# Exercise tasks:
• 1. In the Empower Federal Credit Union article, what two credit unions merged in 2007 to form Empower?
• 2. Transcribe the stretch of the Empower Federal Credit Union article from "Empower Federal Credit Union Fattens" through "president of lending.".

# Supplied passage:
--- BEGIN ---

Empower Federal Credit Union Fattens Loan Portfolio

The New York-based credit union has an “aggressive” incentive program that Brenda Carhart, senior vice president of lending for Empower, says has paid off.

 
 

Empower Federal Credit Union ($1.0B, Syracuse, NY) is on pace to snag 14.3% in loan growth for 2011 after it focused on rewarding lending sales behavior, monitoring its results, and regularly improving its lending process, says Brenda Carhart, the credit union’s senior vice president of lending.

Empower FCU is the result of a 2007 merger of two $300 million credit unions — Empire Credit Union and Power Credit Union — that resulted in a $600 million credit union. In the past four years it’s increased its assets to $1.0 billion and its member base from 60,000 members to 104,122 members during that time.  It has more than 20 branches, mainly in central New York, and more than 300 employees.

--- END ---

# Supplied data:
--- BEGIN ---

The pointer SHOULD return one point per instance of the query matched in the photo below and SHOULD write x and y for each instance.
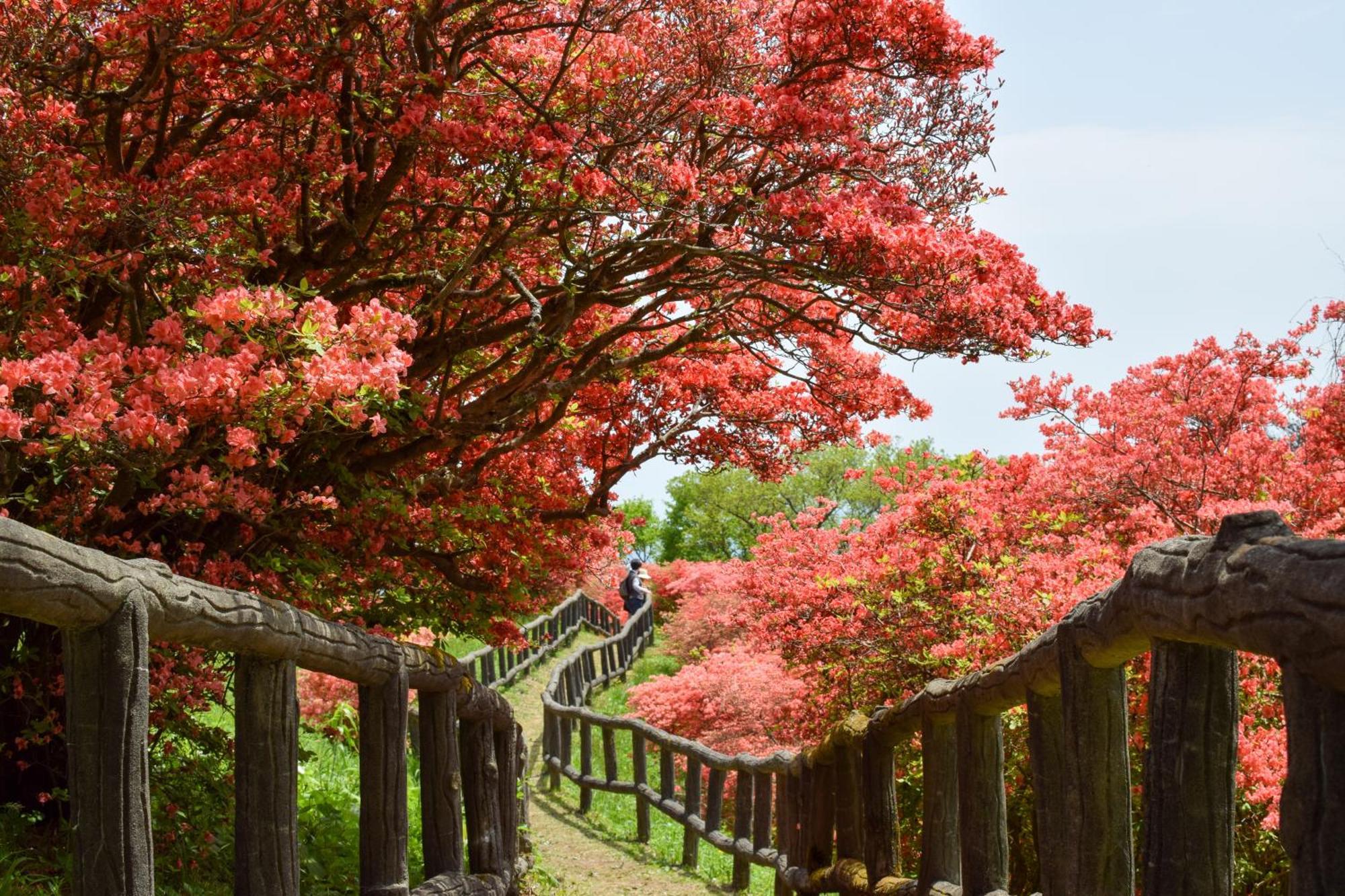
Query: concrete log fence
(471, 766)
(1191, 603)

--- END ---

# Answers in order:
• 1. Empire Credit Union and Power Credit Union.

• 2.
Empower Federal Credit Union Fattens Loan Portfolio

The New York-based credit union has an “aggressive” incentive program that Brenda Carhart, senior vice president of lending for Empower, says has paid off.

 
 

Empower Federal Credit Union ($1.0B, Syracuse, NY) is on pace to snag 14.3% in loan growth for 2011 after it focused on rewarding lending sales behavior, monitoring its results, and regularly improving its lending process, says Brenda Carhart, the credit union’s senior vice president of lending.